▸ **EXTRACT PROVIDED**:
┄┄┄┄┄┄┄┄┄┄

He was kind of scary. He sat there on the grass with his cardboard sign, his
dog (actually his dog was adorable) and tattoos running up and down both
arms and even on his neck. His sign proclaimed him to be "stuck and hungry"
and to please help. I'm a sucker for anyone needing help. My husband both
hates and loves this quality in me.

I pulled the van over and in my rearview mirror, contemplated this man,
tattoos and all. He was youngish, maybe forty. He wore one of those
bandannas tied over his head, biker/pirate style. Anyone could see he was
dirty and had a scraggly beard. But if you looked closer, you could see that
he had neatly tucked in the black T-shirt, and his things were in a small,
tidy bundle. Nobody was stopping for him. I could see the other drivers take
one look and immediately focus on something else - anything else. It was so
hot out. I could see in the man's very blue eyes how dejected and tired and
worn-out he felt.

The sweat was trickling down his face. As I sat with the air-conditioning
blowing, the scripture suddenly popped into my head. "Inasmuch as ye have
done it unto the least of these, my brethren, so ye have done it unto me." I
reached down into my purse and extracted a ten dollar bill. My twelve-year
old son, Nick knew right away what I was doing. "Can I take it to him, Mom?"
"Be careful, honey." I warned and handed him the money. I watched in the
mirror as he rushed over to the man, and with a shy smile, handed it to him.
I saw the man, startled, stand and take the money, putting it into his back
pocket. "Good," I thought to myself, "now he will at least have a hot meal
tonight." I felt satisfied, proud of myself. I had made a sacrifice and now
I could go on with my errands. When Nick got back into the car, he looked at
me with sad, pleading eyes. "Mom, his dog looks so hot and the man is really
nice." I knew I had to do more. "Go back and tell him to stay there, that we
will be back in fifteen minutes," I told Nick. He bounded out of the car and
ran to tell the tattooed stranger. We then ran to the nearest store and
bought our gifts carefully. "It can't be too heavy," I explained to the
children. "He has to be able to carry it around with him."

We finally settled on our purchases. A bag of "Ol' Roy" (I hoped it was good
- it looked good enough for me to eat! How do they make dog food look that
way?); a flavored chew-toy shaped like a bone; a water dish, bacon flavored
snacks (for the dog); two bottles of water (one for the dog, one for Mr.

┄┄┄┄┄┄┄┄┄┄

▸ **PROBLEM TO WORK ON**: Repeat word for word the part of the story about the man with the cardboard sign from "The sweat was" up to and including "handed it to him.".

┄┄┄┄┄┄┄┄┄┄

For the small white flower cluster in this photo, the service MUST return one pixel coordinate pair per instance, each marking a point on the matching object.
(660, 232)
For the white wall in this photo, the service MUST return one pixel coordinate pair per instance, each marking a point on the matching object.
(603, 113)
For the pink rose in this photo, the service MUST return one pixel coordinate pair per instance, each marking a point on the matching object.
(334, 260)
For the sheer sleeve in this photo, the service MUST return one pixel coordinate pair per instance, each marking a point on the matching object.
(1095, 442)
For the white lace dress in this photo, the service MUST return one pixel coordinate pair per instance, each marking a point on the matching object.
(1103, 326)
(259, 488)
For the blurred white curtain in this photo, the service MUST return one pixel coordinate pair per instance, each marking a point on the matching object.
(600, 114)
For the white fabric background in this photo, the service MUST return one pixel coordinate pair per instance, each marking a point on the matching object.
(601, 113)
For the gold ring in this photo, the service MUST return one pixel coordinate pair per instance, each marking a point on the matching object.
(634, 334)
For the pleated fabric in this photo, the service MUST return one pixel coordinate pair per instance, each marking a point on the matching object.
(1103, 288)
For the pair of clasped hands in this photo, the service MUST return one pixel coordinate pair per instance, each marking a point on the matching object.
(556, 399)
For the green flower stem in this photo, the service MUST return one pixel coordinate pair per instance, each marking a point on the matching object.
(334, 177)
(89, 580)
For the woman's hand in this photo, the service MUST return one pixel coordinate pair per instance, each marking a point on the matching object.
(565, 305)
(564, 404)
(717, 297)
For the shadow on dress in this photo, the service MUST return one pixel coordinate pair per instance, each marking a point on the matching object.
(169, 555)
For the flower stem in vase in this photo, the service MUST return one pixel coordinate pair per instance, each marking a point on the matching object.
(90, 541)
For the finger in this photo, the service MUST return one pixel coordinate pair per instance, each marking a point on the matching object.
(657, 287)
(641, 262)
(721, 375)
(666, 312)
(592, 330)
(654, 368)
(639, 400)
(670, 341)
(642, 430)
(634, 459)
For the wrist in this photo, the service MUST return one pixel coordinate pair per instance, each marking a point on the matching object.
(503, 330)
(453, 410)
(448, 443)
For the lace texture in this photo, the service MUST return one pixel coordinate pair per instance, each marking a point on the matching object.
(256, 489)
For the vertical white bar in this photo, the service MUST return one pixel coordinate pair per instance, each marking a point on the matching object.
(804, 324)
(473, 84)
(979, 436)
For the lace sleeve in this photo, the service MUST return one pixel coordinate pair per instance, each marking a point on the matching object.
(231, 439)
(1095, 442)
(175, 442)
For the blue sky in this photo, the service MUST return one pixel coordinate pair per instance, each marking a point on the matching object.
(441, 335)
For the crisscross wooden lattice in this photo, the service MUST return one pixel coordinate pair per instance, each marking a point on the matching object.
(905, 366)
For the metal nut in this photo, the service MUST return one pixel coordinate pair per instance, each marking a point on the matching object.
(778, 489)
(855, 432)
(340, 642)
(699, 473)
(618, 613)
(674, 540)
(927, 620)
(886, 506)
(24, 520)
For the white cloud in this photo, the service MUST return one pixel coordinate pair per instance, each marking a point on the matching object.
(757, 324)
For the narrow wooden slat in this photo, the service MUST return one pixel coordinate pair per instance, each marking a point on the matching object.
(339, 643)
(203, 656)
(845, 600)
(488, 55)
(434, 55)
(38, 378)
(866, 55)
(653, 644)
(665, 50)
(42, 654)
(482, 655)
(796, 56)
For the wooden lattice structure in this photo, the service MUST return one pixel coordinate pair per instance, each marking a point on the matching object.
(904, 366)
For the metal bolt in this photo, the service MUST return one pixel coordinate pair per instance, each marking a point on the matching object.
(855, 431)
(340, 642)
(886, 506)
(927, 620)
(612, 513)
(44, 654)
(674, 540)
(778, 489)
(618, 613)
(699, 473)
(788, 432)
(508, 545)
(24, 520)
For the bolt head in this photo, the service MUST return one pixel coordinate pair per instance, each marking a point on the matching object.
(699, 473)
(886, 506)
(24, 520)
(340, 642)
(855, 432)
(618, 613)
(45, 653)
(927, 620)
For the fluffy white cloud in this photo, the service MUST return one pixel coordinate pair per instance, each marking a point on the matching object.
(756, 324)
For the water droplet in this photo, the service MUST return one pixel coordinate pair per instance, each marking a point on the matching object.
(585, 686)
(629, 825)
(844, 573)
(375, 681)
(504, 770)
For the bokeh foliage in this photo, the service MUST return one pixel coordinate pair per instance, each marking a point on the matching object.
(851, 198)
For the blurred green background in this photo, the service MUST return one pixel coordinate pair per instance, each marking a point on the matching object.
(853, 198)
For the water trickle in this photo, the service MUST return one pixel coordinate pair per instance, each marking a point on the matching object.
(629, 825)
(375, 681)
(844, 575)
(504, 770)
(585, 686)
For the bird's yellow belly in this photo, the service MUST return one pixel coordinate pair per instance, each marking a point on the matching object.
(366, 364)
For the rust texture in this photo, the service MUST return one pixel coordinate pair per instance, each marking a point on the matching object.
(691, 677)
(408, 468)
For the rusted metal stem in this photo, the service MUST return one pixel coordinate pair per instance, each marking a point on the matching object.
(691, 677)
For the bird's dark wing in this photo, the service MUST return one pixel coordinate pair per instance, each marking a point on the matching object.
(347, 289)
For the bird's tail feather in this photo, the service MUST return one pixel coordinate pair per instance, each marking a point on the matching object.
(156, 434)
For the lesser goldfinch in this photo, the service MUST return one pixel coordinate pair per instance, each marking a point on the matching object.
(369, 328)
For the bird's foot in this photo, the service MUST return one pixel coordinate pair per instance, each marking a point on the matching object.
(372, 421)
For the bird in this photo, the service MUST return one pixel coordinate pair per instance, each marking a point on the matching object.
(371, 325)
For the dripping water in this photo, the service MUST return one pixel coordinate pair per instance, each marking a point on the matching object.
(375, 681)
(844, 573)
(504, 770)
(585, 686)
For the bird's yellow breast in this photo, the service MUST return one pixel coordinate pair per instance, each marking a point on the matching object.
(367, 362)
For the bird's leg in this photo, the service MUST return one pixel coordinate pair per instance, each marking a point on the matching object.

┄┄┄┄┄┄┄┄┄┄

▸ **ANSWER TO THE PROBLEM**:
The sweat was trickling down his face. As I sat with the air-conditioning
blowing, the scripture suddenly popped into my head. "Inasmuch as ye have
done it unto the least of these, my brethren, so ye have done it unto me." I
reached down into my purse and extracted a ten dollar bill. My twelve-year
old son, Nick knew right away what I was doing. "Can I take it to him, Mom?"
"Be careful, honey." I warned and handed him the money. I watched in the
mirror as he rushed over to the man, and with a shy smile, handed it to him.